Starting from the line containing "Query: dog's paw", write out the rest of the entries exactly, through the final line, including nothing else.
Start of Data for this exercise
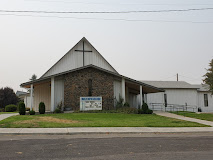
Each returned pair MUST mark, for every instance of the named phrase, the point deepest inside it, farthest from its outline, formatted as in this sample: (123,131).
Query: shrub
(2,110)
(41,108)
(32,112)
(11,108)
(128,110)
(120,103)
(21,107)
(149,111)
(57,110)
(27,109)
(145,109)
(126,104)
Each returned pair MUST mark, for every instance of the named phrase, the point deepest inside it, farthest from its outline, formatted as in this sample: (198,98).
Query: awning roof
(146,87)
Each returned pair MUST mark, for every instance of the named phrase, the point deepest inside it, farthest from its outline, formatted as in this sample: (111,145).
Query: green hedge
(11,108)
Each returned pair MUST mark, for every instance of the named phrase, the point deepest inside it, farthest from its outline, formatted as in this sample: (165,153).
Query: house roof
(171,84)
(19,93)
(153,88)
(57,65)
(202,87)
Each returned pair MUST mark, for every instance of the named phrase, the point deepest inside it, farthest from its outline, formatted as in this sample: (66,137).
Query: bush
(32,112)
(149,111)
(22,110)
(11,108)
(126,104)
(41,108)
(57,110)
(2,109)
(145,109)
(128,110)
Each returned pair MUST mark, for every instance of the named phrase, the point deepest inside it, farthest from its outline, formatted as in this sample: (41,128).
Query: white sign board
(90,103)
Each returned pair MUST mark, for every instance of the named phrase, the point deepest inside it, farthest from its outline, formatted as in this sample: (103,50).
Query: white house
(180,95)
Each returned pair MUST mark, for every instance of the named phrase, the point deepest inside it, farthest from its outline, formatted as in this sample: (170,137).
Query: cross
(83,52)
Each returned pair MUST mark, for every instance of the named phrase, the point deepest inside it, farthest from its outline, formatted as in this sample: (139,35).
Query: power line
(108,19)
(105,12)
(102,3)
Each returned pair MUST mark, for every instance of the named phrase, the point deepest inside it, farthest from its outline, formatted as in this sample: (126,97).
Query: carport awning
(134,84)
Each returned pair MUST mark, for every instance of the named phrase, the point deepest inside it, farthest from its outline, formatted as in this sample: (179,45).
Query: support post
(123,89)
(52,94)
(141,96)
(31,97)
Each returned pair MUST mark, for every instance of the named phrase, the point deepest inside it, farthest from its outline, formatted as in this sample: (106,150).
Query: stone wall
(76,86)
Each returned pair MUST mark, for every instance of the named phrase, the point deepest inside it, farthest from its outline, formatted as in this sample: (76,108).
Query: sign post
(90,103)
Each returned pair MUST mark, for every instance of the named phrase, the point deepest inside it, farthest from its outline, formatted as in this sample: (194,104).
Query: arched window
(90,87)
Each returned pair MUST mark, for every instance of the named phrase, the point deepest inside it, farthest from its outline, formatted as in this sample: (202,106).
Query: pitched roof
(202,87)
(154,89)
(19,93)
(171,84)
(74,59)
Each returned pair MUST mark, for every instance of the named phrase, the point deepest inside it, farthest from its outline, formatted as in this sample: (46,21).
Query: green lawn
(93,120)
(203,116)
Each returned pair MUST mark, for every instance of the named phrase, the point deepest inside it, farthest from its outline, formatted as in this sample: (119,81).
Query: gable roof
(154,89)
(74,59)
(202,87)
(171,84)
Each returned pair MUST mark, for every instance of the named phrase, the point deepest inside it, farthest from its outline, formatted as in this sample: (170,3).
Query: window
(165,100)
(90,87)
(206,100)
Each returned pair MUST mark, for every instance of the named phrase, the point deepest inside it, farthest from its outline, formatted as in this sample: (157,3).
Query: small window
(165,100)
(90,87)
(206,104)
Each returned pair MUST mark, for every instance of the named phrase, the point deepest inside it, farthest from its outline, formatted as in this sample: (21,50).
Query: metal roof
(202,87)
(171,84)
(155,89)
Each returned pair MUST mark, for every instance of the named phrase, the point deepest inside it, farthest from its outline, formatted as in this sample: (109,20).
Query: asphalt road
(120,147)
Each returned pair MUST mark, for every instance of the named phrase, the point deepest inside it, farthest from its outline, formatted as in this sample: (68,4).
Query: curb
(100,130)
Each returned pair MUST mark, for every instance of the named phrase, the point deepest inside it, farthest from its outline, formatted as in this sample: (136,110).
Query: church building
(83,74)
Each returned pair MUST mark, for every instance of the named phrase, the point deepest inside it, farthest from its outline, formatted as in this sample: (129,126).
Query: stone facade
(86,82)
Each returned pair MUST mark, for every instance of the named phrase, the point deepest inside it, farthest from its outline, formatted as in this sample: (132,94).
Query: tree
(34,77)
(209,76)
(7,96)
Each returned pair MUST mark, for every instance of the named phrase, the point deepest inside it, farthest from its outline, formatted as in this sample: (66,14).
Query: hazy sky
(157,47)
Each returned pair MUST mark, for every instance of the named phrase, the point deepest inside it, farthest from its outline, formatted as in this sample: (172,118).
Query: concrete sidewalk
(102,130)
(4,116)
(171,115)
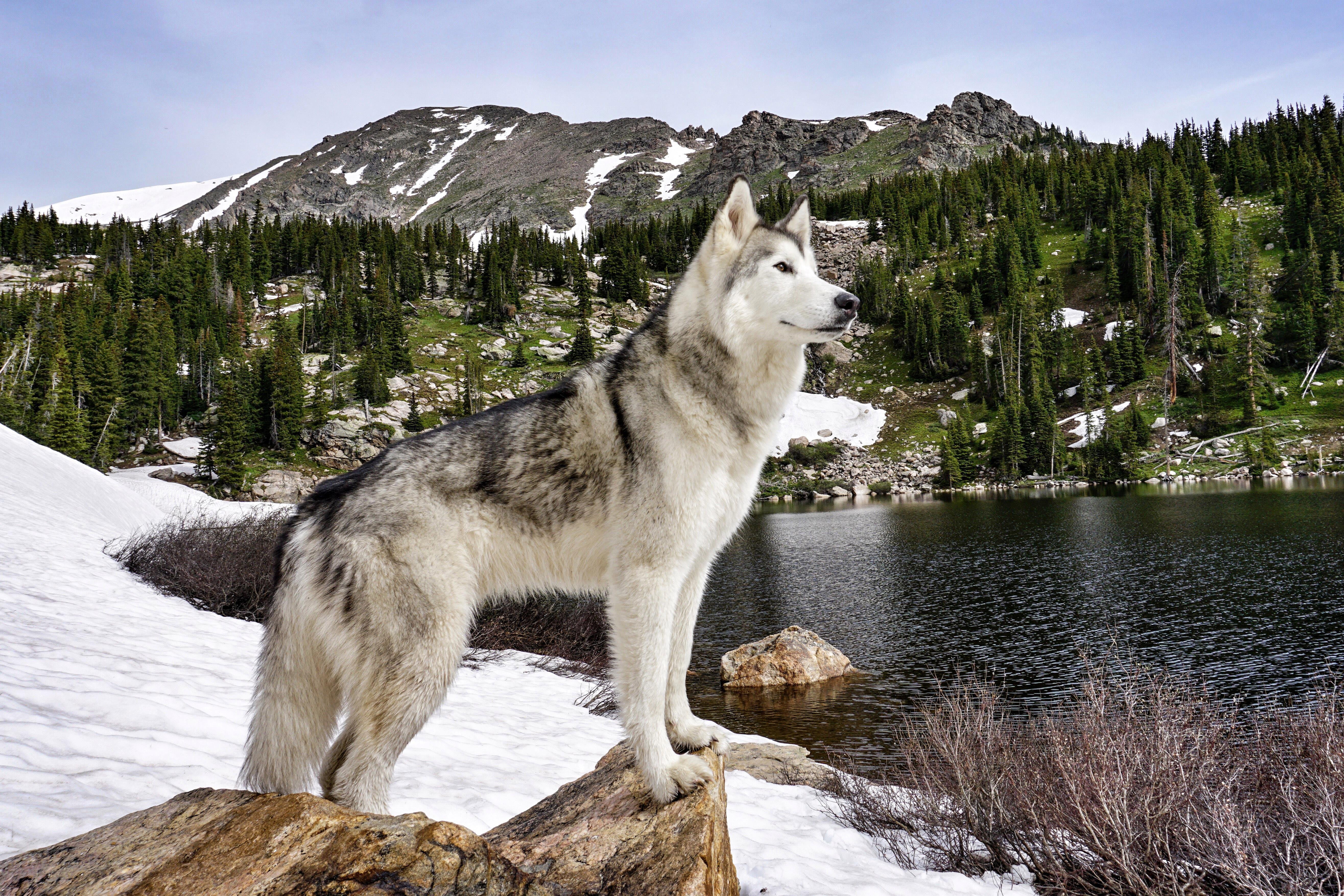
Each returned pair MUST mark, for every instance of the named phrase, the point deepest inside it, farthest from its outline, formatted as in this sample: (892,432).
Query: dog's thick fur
(627,480)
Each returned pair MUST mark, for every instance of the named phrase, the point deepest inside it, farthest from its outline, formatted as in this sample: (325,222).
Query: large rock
(605,833)
(346,445)
(791,658)
(284,487)
(779,763)
(232,843)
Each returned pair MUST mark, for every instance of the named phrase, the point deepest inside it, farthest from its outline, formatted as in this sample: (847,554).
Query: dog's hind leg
(643,605)
(685,729)
(400,687)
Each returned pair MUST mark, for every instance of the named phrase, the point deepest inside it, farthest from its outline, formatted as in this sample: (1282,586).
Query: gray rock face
(486,164)
(283,487)
(605,835)
(230,843)
(791,658)
(346,445)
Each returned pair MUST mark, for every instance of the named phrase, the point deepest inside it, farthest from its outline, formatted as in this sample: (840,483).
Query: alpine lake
(1238,583)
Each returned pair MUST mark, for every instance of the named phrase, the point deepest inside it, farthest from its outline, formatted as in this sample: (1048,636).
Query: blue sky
(115,96)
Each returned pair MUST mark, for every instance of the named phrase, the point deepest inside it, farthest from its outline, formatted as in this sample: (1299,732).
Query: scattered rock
(605,833)
(346,445)
(284,487)
(225,843)
(791,658)
(777,763)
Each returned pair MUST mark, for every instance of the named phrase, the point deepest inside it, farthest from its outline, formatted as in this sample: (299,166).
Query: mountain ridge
(486,164)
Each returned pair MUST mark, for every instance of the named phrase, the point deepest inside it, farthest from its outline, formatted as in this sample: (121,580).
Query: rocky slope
(484,164)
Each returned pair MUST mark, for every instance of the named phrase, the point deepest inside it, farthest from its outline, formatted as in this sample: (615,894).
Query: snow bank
(847,421)
(115,698)
(678,156)
(472,128)
(135,205)
(233,194)
(597,176)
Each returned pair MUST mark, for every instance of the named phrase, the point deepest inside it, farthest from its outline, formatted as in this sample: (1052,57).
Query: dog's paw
(697,734)
(678,778)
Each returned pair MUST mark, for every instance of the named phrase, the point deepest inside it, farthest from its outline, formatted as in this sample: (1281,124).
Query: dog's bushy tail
(298,698)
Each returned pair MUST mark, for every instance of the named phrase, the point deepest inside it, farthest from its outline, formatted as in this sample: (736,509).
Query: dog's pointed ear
(737,217)
(799,221)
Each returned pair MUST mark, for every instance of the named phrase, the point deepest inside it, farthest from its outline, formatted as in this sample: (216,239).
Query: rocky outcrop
(841,248)
(344,445)
(604,833)
(779,765)
(284,487)
(232,843)
(791,658)
(486,164)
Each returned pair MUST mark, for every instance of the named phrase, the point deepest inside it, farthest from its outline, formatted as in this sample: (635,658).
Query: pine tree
(287,389)
(370,383)
(65,429)
(226,440)
(951,465)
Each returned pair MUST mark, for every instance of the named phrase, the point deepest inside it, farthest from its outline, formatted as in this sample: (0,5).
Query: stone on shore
(791,658)
(230,843)
(605,833)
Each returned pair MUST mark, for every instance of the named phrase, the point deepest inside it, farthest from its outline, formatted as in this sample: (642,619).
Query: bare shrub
(220,566)
(1143,785)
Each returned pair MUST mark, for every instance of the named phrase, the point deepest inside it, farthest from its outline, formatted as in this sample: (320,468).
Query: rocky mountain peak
(484,164)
End of Data for this exercise
* _Output below_:
Query: dog's paw
(697,734)
(678,778)
Each returned pair MUST mark, for every instance of the named phrase, the point deepest inside it, farthest from its outline, formatted as in this sample: (1281,124).
Query: dog's bushy tail
(298,698)
Each returned pair MUST mark, for every instance of the named phrase, the point deepest inside it, farthest from its outline, formatted as in this sample: (736,509).
Query: dog's pointed ear
(737,217)
(799,221)
Each returned pair MUST mark, for every instance of the named phrase, the point deepest inside it, farthest from its outline, formatted as in this sample: (216,239).
Query: rocky outcrop
(841,248)
(344,445)
(604,833)
(779,765)
(284,487)
(232,843)
(791,658)
(486,164)
Each returned pair MUST mark, for every instance of the named phrase, the point deepest inside it, farthest from its outline, formatted as in this sample: (635,658).
Query: pine tree
(287,389)
(370,383)
(65,429)
(226,440)
(951,465)
Each returned pair MUST mark, for every instance of the named phrase, the point deepest inside it, farthest from its outline, formatted as in this sample: (0,5).
Query: stone on shore
(791,658)
(230,843)
(605,833)
Each returned pair MUST mark, for every instance of the named phrase, the point deepest inside it, farthest from its outline, formatted as in this sample: (642,619).
Query: bare shrub
(220,566)
(1143,785)
Each returned pair MUST mark, for every instance of the named phrase, the point deepest inside it, farthest from its outline, formatted as in this sample: (320,468).
Query: rocky mountain peak
(484,164)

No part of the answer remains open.